** Assigned task **
The data below needs to be returned exactly, line for line.

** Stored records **
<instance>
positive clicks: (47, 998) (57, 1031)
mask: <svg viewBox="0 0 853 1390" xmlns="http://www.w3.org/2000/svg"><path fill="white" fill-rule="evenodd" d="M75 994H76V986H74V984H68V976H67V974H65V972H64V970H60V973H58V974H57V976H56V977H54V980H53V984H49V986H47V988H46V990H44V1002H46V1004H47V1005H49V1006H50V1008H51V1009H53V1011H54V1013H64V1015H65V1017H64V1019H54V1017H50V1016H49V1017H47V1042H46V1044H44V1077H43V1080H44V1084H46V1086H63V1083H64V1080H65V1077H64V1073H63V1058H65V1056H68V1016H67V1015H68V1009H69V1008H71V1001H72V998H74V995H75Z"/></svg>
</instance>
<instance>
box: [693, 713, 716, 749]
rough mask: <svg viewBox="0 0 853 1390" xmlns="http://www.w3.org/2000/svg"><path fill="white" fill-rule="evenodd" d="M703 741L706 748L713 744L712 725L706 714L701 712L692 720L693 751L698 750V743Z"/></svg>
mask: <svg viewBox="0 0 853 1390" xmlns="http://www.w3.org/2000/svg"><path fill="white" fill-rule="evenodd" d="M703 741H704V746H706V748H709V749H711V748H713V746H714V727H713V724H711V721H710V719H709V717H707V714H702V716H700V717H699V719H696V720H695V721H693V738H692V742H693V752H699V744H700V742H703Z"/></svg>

** Reply to the exercise **
<instance>
positive clicks: (47, 998) (57, 1031)
mask: <svg viewBox="0 0 853 1390" xmlns="http://www.w3.org/2000/svg"><path fill="white" fill-rule="evenodd" d="M75 994H76V986H74V984H68V976H67V974H65V972H64V970H60V973H58V974H57V976H56V977H54V980H53V984H49V986H47V988H46V990H44V1002H46V1004H47V1005H49V1006H50V1008H51V1009H53V1011H54V1013H64V1015H65V1017H64V1019H54V1017H50V1016H49V1017H47V1042H46V1044H44V1077H43V1080H44V1084H46V1086H63V1083H64V1080H65V1077H64V1073H63V1058H65V1056H68V1016H67V1015H68V1009H69V1008H71V1001H72V998H74V995H75Z"/></svg>
</instance>
<instance>
box: [693, 713, 716, 749]
rough mask: <svg viewBox="0 0 853 1390" xmlns="http://www.w3.org/2000/svg"><path fill="white" fill-rule="evenodd" d="M703 741L706 748L713 744L712 725L706 714L701 712L692 720L693 751L698 750V743Z"/></svg>
mask: <svg viewBox="0 0 853 1390" xmlns="http://www.w3.org/2000/svg"><path fill="white" fill-rule="evenodd" d="M703 741H704V746H706V748H709V749H711V748H713V746H714V727H713V724H711V721H710V719H709V717H707V714H702V716H700V717H699V719H696V720H695V721H693V738H692V742H693V752H699V744H700V742H703Z"/></svg>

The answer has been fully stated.